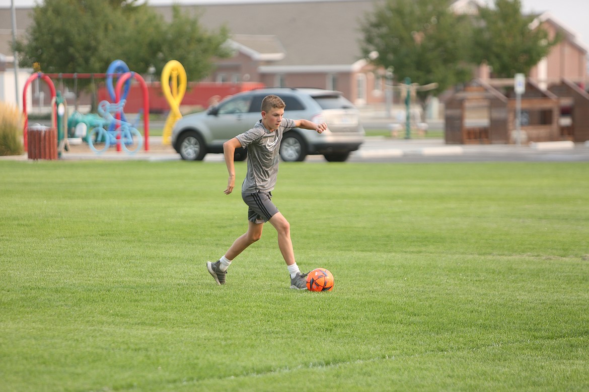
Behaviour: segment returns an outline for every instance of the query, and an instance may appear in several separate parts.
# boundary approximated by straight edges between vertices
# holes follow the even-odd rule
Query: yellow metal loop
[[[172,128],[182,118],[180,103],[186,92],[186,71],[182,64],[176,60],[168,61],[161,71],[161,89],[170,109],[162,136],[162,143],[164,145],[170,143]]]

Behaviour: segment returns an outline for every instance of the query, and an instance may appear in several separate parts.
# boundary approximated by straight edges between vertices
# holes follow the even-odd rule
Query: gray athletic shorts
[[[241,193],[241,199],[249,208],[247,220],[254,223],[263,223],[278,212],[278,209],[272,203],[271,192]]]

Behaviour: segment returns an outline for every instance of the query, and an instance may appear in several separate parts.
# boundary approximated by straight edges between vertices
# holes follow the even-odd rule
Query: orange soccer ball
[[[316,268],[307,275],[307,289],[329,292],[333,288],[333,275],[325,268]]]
- - - - -
### [Exercise goal]
Please reproduce every row above character for character, leaving out the pictures.

### [Reply to the exercise]
Behaviour: segment returns an outline for every instance of the query, and an instance may appear in several separate parts.
# boundary approximated by straight edges between vertices
# holes follow the even-odd rule
Query: yellow metal loop
[[[172,128],[182,118],[180,103],[186,92],[186,71],[182,64],[176,60],[168,61],[161,71],[161,89],[170,109],[162,136],[162,143],[164,145],[170,143]]]

Behaviour: segment returns an outline for every instance of the query, and an instance may appear in several separate parts.
# boundary approximated by straight edges between vertices
# holes follow the even-odd rule
Query: gray athletic shorts
[[[241,193],[241,199],[249,208],[247,220],[254,223],[263,223],[278,212],[278,209],[272,203],[271,192]]]

Behaviour: segment returns an outline for every instance of the query, and an instance may appear in several separate parts.
# boundary approximated by straight edges between vertices
# holes follow the even-odd rule
Query: orange soccer ball
[[[316,268],[307,275],[307,289],[329,292],[333,288],[333,275],[325,268]]]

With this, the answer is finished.